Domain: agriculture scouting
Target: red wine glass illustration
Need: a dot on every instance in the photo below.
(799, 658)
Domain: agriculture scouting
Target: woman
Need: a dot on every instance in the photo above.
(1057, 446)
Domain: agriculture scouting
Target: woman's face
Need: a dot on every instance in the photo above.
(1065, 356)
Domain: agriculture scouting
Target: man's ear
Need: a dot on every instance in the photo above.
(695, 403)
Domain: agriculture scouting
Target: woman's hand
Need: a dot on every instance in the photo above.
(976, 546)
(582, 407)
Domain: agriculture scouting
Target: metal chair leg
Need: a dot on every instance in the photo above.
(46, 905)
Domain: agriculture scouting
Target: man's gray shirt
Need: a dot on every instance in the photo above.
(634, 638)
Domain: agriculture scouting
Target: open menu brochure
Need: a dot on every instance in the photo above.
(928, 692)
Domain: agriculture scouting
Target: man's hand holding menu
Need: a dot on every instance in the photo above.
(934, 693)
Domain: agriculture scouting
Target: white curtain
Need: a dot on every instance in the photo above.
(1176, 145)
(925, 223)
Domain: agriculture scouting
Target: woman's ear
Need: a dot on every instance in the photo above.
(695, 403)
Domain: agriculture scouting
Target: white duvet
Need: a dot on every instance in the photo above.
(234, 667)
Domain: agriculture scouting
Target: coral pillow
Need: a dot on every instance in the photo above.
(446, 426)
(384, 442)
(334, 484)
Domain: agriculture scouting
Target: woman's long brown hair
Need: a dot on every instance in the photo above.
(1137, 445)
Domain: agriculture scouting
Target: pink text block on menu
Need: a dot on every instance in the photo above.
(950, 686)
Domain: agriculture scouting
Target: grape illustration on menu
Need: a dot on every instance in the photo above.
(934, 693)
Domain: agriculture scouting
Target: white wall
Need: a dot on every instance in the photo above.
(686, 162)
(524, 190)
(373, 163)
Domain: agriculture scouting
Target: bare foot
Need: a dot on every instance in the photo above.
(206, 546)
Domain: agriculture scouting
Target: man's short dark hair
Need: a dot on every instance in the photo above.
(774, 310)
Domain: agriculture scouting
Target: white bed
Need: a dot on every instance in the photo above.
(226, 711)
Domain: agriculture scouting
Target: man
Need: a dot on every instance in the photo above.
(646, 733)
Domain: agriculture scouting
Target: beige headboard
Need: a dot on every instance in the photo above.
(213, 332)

◆ **Problem statement**: The lines to copy run from the first line of the entries to the line containing "Target: coral pillow"; copy them exactly and output nothing else.

◆ **Answer below**:
Domain: agriculture scouting
Target: red wine glass illustration
Need: a dot on every instance in the photo below.
(799, 658)
Domain: agriculture scouting
Target: woman
Need: a dot on every instance in the photo above.
(1057, 446)
Domain: agriculture scouting
Target: woman's face
Need: a dot on every instance in the photo above.
(1065, 356)
Domain: agriculture scouting
Target: man's ear
Need: a dot on every instance in the photo above.
(695, 403)
Domain: agriculture scouting
Target: woman's hand
Need: a dot on every instance in the photo above.
(976, 546)
(582, 407)
Domain: agriculture scouting
Target: metal chair leg
Need: a dot on every instance in the photo above.
(46, 905)
Domain: agriculture scouting
Target: man's gray shirt
Need: a dot on every instance in the photo above.
(634, 638)
Domain: agriculture scouting
Target: open menu brochure
Need: a dot on every instance in the photo above.
(928, 692)
Domain: agriculture scouting
Target: man's hand holding menu
Need: a dot on every instance in the photo above.
(934, 693)
Domain: agriculture scouting
Target: white curtain
Need: a dot on every instance in the photo above.
(1176, 145)
(925, 223)
Domain: agriculture scouting
Target: woman's ear
Need: a dot on every instance in the photo above.
(695, 403)
Domain: agriculture scouting
Target: white duvet
Need: a dot on every instance in the photo above.
(234, 667)
Domain: agriculture scouting
Target: coral pillow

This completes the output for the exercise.